**WRITTEN TASK**
Repeat all entries exactly.

**RECORD EXCERPTS**
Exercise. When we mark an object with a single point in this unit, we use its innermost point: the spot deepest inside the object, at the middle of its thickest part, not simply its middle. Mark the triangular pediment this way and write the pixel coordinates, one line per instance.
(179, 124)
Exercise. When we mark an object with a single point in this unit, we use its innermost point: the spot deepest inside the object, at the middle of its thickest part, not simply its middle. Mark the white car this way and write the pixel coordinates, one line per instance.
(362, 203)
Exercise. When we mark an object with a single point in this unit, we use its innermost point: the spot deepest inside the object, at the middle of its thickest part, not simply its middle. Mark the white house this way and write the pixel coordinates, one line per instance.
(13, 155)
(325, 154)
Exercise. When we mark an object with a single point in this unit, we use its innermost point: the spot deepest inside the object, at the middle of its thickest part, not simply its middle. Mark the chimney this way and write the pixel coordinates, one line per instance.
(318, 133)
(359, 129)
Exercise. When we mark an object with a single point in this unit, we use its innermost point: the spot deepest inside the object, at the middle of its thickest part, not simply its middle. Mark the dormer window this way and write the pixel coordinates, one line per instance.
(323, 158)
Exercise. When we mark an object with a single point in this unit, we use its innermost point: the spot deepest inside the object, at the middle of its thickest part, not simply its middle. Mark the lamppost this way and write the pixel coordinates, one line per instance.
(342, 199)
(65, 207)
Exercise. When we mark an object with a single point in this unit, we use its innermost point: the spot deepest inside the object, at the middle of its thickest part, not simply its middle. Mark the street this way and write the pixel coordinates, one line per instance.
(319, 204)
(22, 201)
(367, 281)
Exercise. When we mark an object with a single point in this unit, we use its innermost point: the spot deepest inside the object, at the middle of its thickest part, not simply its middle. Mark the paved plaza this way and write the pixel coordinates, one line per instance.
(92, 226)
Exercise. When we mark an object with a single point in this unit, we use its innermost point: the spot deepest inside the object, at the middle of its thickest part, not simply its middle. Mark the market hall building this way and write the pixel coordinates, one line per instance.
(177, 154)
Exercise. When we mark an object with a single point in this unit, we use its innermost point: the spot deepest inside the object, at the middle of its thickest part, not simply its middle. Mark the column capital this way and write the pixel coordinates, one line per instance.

**THE ANSWER**
Exercise. When we mark an object with a single point in this unit, we use its innermost point: the spot deepest inside the object, at the middle of its thickest part, not simply its middle. Mark the triangular pediment this way and write the pixel coordinates, one line per instance.
(179, 124)
Exercise. When we mark an object with a single point in this unit, we use its innermost point: the spot deepest inside the object, at the middle of its thickest part, not simply its middle. Mark the white car this way and write the pixel coordinates, one line per instance.
(362, 203)
Exercise. When we mark an object with a single point in this unit, we use its innermost point: the spot deepest inside the object, at the middle of its thickest part, not simply its middle. Mark the white house this way and write the pixel coordinates, one line per instance.
(13, 155)
(325, 154)
Exercise. When we mark an object with a single point in this unit, we use its innermost point: the spot deepest inside the object, at the middle of its thickest part, not simply its middle. Mark the chimney this way and write the pixel coordinates, one line per instance.
(318, 133)
(359, 129)
Exercise. When we mark an object with a single point in this unit, we use its innermost point: the spot deepest inside the object, at the middle of its thickest part, not simply its middle. Mark the dormer window this way and write the pixel coordinates, one line per instance.
(323, 158)
Exercise. When we mark an object with a single point in this unit, we use its innermost point: the spot deepest inside the object, at the middle of its thickest part, not simply its middle. Mark the lamppost this way and write the pixel coordinates, one line per instance.
(342, 199)
(65, 207)
Exercise. When we mark an object with a single point in this unit, we use its innermost point: the spot deepest inside the object, at the middle of its thickest part, not simply its middle. Mark the street this way and write the pixel coordinates, one line per instance.
(319, 204)
(22, 201)
(367, 281)
Exercise. When we mark an object with a single point in this unit, we use its innermost point: the spot deepest inside the object, at the middle of its thickest part, not simply its middle. Mark the paved plaza this way and write the pixel coordinates, one line per instance.
(92, 226)
Exercise. When we mark an object with a single point in this unit, we use its innermost point: the spot deepest inside the object, at the middle of its thickest part, not simply its middle. Mark the market hall building this way and write the pixel coordinates, one line per instance.
(177, 154)
Exercise. When we mark an object with a single point in this unit, we use its innermost point: the spot deepest inside the object, at the middle of its thickest part, not simply its middle. Mark the column capital this way and write the pixel coordinates, one line per instance.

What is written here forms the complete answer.